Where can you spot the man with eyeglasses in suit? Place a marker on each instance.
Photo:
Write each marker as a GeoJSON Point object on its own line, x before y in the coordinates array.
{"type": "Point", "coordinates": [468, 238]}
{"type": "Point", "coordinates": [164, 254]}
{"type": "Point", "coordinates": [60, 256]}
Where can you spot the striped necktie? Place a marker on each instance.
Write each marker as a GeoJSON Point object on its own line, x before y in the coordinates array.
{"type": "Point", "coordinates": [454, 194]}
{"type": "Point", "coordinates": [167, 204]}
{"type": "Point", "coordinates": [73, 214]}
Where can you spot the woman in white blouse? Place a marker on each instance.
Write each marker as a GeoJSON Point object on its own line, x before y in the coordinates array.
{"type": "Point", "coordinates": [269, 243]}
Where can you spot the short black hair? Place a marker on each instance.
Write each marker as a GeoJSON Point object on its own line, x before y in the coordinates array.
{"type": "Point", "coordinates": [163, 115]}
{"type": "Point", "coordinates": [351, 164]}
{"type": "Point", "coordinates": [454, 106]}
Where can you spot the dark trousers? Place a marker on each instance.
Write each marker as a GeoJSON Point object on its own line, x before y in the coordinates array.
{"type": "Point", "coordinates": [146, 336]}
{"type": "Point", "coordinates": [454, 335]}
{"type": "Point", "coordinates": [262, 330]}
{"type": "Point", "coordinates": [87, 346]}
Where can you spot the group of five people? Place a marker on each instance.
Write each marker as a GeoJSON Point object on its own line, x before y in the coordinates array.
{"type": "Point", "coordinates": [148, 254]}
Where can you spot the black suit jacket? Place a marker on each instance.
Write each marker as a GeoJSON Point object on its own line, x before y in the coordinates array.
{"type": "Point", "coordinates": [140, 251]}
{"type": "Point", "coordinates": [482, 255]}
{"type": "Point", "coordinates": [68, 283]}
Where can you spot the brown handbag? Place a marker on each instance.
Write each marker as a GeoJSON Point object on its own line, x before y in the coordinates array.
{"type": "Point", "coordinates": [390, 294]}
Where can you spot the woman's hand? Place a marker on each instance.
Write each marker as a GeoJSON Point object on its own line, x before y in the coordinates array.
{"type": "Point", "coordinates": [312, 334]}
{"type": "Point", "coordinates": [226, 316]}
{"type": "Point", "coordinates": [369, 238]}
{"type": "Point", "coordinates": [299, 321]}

────

_PROMPT:_
Could you copy out the stretch of the material from the line containing "Where can you spot the dark" through its final line, unchanged?

_OUTPUT BELOW:_
Where can you spot the dark trousers? Place a marker on each instance.
Write each marker as a GeoJSON Point object on its own line, x before y in the coordinates array.
{"type": "Point", "coordinates": [146, 336]}
{"type": "Point", "coordinates": [454, 335]}
{"type": "Point", "coordinates": [262, 330]}
{"type": "Point", "coordinates": [87, 346]}
Where can you spot the group of five people? Place a marker on each instance.
Write each marker as a GeoJSON Point object on its own line, x before y in the coordinates array.
{"type": "Point", "coordinates": [148, 254]}
Where can you spot the black suit jacket? Place a marker on each instance.
Write each marker as a GeoJSON Point object on its own line, x before y in the coordinates array.
{"type": "Point", "coordinates": [140, 251]}
{"type": "Point", "coordinates": [482, 255]}
{"type": "Point", "coordinates": [68, 283]}
Where can you spot the brown handbag? Place a marker on each instance.
Write each marker as a GeoJSON Point object on its own line, x before y in the coordinates array.
{"type": "Point", "coordinates": [390, 294]}
Where can you spot the woman's hand? Place a marker on each instance.
Write each marker as a GeoJSON Point object on its own line, x before y in the coordinates array.
{"type": "Point", "coordinates": [312, 334]}
{"type": "Point", "coordinates": [226, 316]}
{"type": "Point", "coordinates": [369, 238]}
{"type": "Point", "coordinates": [299, 321]}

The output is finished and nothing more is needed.